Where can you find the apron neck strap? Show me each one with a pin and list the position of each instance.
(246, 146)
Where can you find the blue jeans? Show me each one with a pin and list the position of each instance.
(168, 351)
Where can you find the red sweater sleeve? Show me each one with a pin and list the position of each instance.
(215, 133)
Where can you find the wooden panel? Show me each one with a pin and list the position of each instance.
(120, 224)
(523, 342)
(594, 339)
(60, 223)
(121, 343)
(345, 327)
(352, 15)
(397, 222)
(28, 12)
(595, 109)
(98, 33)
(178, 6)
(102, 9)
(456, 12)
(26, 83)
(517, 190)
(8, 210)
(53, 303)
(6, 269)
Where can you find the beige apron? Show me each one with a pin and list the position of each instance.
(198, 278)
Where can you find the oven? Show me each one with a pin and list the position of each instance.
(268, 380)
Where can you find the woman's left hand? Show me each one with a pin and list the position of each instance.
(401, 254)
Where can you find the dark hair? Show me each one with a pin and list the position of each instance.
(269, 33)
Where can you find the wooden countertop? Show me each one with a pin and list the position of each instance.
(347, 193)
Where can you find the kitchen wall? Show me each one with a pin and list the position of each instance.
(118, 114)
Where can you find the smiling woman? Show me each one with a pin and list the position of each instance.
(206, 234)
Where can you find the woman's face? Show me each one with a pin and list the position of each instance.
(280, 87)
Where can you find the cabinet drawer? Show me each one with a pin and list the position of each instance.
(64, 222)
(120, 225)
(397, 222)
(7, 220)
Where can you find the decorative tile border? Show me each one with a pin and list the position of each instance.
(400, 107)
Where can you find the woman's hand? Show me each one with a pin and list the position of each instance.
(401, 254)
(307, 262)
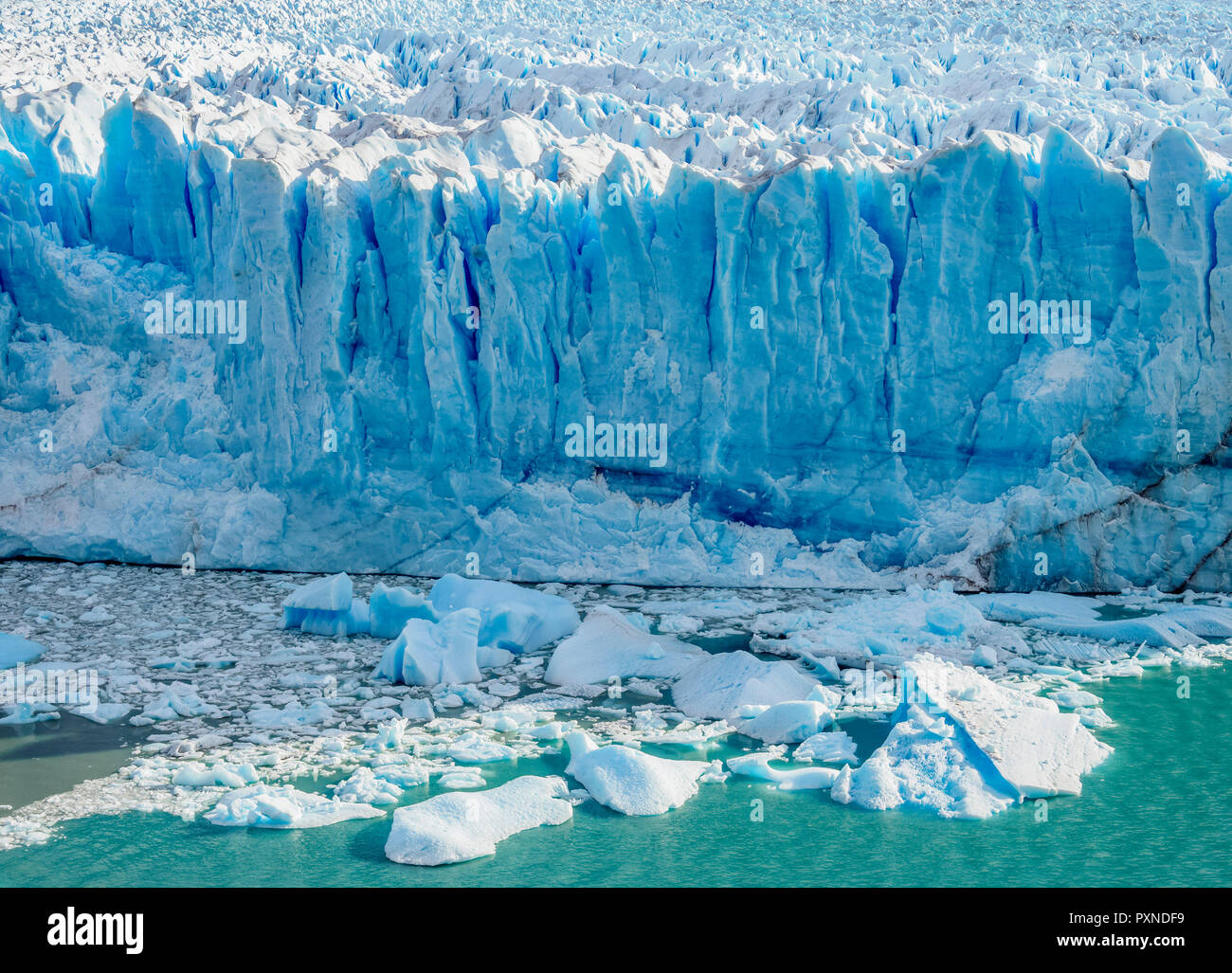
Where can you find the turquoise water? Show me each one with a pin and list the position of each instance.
(1157, 813)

========================================

[REQUIRED ACTION]: Because the pictures are not wanted, retype only the text of every record, exactly as given.

[RESULT FOR THIS TASK]:
Where can you find the apron neck strap? Show me each one with a pin and list the position of each instance.
(246, 146)
Where can you find the blue jeans? Show me each one with a pin and list the position of each instance.
(168, 351)
Where can you find the red sweater sleeve? Show me each one with a pin and list the position of each instance.
(215, 133)
Where can you find the wooden panel? Show me each one with a pin and list the position of each instance.
(120, 224)
(523, 342)
(594, 339)
(60, 223)
(121, 343)
(345, 327)
(352, 15)
(397, 222)
(28, 12)
(595, 109)
(98, 33)
(178, 6)
(102, 9)
(456, 12)
(26, 83)
(517, 190)
(8, 210)
(53, 303)
(6, 269)
Where can you find the beige apron? Show me each one with a pin and list the position of each instance.
(198, 278)
Where can you find the oven? Show me each one with a pin and list the position of each instance.
(268, 380)
Where can you find the woman's left hand? Show me each one with a pin and list the position of each instance.
(401, 254)
Where can you find the dark hair? Show me each one with a pin and list the position of each instance.
(269, 33)
Where can you find the wooden countertop? Show me each one with a pin and list the position of each instance.
(347, 193)
Where can you find the kitchen wall? Show me each one with a pin and list the position of each instance.
(118, 114)
Where can you find the smiling woman? Show me each one with a pin and list the position of each instance.
(206, 234)
Where can you find the woman's face? Show me each one with a pin and list the position of each instance.
(280, 87)
Where can you find the cabinet drawer? Show me each one with a pin and list the position of each instance.
(64, 222)
(120, 225)
(397, 222)
(7, 220)
Where can you find the decorative tile border? Show me each one with a pin and list the position of each instance.
(400, 107)
Where can you find the woman's hand? Show me each one with a pin and list the position of each instance.
(401, 254)
(307, 262)
Where can you find the turquoise water? Show me each one with a pin and list the position of each instance.
(1157, 813)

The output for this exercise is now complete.